■ Record extracts
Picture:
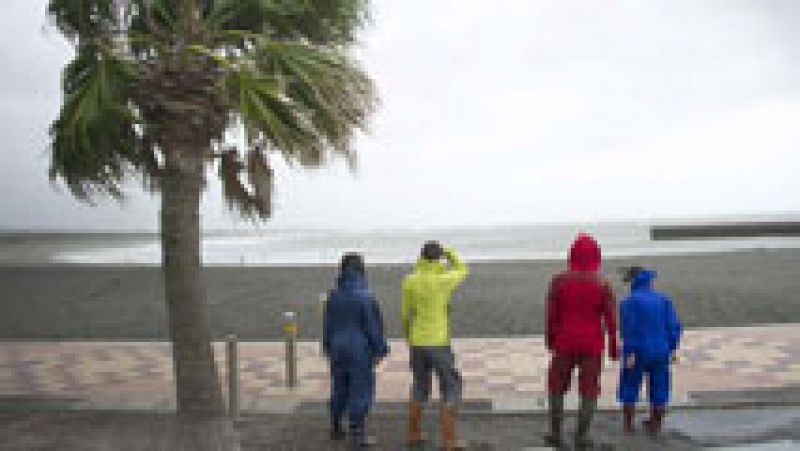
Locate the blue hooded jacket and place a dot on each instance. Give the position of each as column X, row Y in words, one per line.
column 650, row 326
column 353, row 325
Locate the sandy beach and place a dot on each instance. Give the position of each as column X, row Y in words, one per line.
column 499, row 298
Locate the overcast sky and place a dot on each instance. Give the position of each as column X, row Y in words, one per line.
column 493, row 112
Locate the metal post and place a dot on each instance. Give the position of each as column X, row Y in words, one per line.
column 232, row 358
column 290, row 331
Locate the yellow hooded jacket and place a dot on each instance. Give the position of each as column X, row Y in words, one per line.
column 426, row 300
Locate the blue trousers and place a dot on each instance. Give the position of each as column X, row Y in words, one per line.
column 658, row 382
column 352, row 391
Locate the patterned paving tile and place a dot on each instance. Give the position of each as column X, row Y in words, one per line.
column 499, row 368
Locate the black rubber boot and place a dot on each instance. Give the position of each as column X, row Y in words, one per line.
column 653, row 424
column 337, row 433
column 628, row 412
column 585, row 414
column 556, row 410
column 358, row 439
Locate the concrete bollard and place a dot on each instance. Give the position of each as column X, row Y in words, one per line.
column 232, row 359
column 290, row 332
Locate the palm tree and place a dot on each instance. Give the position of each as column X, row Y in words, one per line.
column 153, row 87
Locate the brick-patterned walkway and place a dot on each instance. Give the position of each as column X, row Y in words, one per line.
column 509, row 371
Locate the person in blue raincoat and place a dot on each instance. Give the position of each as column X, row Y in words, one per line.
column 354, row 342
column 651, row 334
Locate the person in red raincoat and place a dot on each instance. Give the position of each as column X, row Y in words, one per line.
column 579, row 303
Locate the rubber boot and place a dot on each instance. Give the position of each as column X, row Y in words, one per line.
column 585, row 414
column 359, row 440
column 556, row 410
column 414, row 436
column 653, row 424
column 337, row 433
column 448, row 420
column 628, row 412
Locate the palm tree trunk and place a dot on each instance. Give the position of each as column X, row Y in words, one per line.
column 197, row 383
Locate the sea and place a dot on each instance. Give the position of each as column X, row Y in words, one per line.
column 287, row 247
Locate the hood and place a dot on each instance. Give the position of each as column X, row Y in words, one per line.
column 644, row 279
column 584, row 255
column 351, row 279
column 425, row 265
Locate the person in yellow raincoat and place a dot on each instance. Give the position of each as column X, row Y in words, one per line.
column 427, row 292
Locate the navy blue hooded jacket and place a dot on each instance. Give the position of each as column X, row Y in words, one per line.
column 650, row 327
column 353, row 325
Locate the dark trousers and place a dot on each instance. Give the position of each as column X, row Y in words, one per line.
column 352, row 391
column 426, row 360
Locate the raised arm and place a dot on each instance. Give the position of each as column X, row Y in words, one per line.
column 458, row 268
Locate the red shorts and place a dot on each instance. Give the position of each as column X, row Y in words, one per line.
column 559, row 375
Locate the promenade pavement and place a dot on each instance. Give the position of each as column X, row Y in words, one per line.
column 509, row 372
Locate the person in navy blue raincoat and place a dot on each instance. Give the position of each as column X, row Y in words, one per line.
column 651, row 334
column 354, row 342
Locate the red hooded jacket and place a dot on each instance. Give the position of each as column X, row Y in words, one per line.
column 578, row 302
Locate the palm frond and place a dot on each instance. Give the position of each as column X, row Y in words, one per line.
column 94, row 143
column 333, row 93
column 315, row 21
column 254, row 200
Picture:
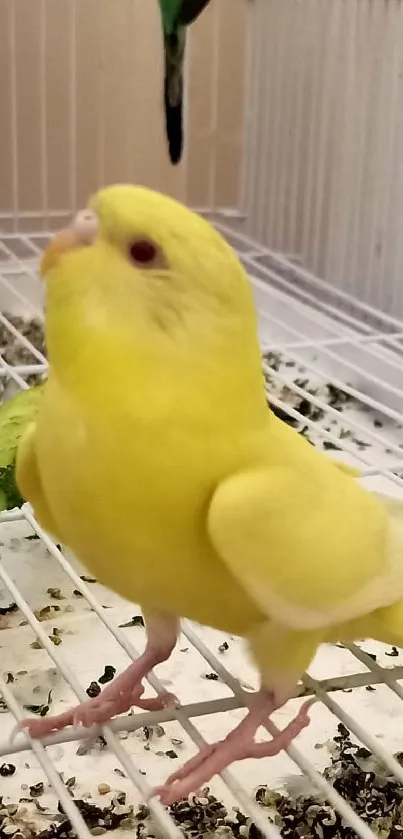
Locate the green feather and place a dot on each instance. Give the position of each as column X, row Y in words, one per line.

■ What you need to do
Copy out all the entries above, swapping every "place a dot on each instance" for "put a dot on every one" and changing nothing else. Leave the pictures out.

■ Correct response
Picture:
Locate the blue hooded jacket and put a dot on every one. Give the position of each as column X, row Y in words, one per line.
column 650, row 326
column 353, row 325
Locate the sandy beach and put a dot on every one. Give the position of each as column X, row Y in words, one per line.
column 499, row 298
Locate the overcast sky and put a dot on every one. Give the position of each as column X, row Y in words, one per line.
column 493, row 112
Locate the metal post and put a dot on every one. Give the position of each as column X, row Y in words, one per line.
column 232, row 358
column 290, row 331
Locate the yellow hooded jacket and put a dot on every one. Give the position of each as column X, row Y in words, one per line.
column 426, row 300
Locate the blue trousers and put a dot on every one. Give the position of each as column X, row Y in words, one per line.
column 658, row 382
column 352, row 391
Locate the patterned paving tile and put a dot on every one. Give the position of each as column X, row Y in words, one per line.
column 499, row 368
Locate the black rubber boot and put a dot on every one. Give the position of each as column X, row Y in words, one per line.
column 653, row 424
column 337, row 433
column 628, row 412
column 585, row 414
column 556, row 410
column 358, row 439
Locate the concrete bollard and put a dot on every one. Give the position of each as column X, row Y in words, one per line.
column 232, row 359
column 290, row 332
Locate the palm tree and put a dot on every one. Give the position of each as column X, row Y in words, one per line.
column 153, row 87
Locate the brick-patterned walkway and put a dot on every one. Give the position of each as column X, row Y in words, one per line.
column 509, row 371
Locate the person in blue raincoat and put a dot on every one. Give the position of each as column X, row Y in words, one per line.
column 354, row 342
column 651, row 334
Locate the person in red raincoat and put a dot on every one. Give the position of each as column X, row Y in words, one per line.
column 579, row 303
Locate the rubber boot and put a dot on every one. Give the position of each as column X, row Y in words, one per line.
column 585, row 414
column 359, row 440
column 556, row 410
column 414, row 436
column 653, row 424
column 337, row 433
column 448, row 420
column 628, row 412
Locate the palm tree trunk and put a dot on every one. Give the position of each as column X, row Y in words, one per line.
column 197, row 383
Locate the sea and put a dot on every one. Give the position of each as column X, row Y in words, one per line.
column 287, row 247
Locate the hood and put a dot on every one. Give the position of each as column X, row Y in words, one per line.
column 644, row 279
column 584, row 255
column 351, row 279
column 425, row 265
Locate the person in yellow raincoat and put a dot on every one. Give the position of each as column X, row Y in words, one per line.
column 427, row 292
Locate the navy blue hooded jacket and put a dot on every one. Give the position of each as column X, row Y in words, one per line.
column 650, row 327
column 353, row 325
Locate the dark trousers and put a dot on every one. Give the position of each as column X, row Y in words, one per line.
column 352, row 391
column 426, row 360
Locate the raised arm and put a dot on every one. Give the position of each as column X, row Y in words, one per line.
column 458, row 268
Locate the red shorts and put a dot on every one. Give the position of each as column X, row Y in words, one per line.
column 559, row 375
Locate the promenade pavement and put a dot on every one. Give the position of each as column X, row Y in words, one per line.
column 509, row 372
Locate the person in navy blue raincoat and put a dot on every one. Give the position of each as column X, row Y in words, one per line.
column 651, row 334
column 354, row 342
Locate the red hooded jacket and put a dot on every one. Give the position of each as column X, row Y in words, one per line.
column 578, row 302
Locate the palm frond and put a dot on every one. Give the position of each as column X, row Y in words, one per line.
column 94, row 143
column 333, row 93
column 315, row 21
column 254, row 200
Picture:
Locate the green feather and put a dot on every one. Give the position of each as column X, row Y in words, one per line.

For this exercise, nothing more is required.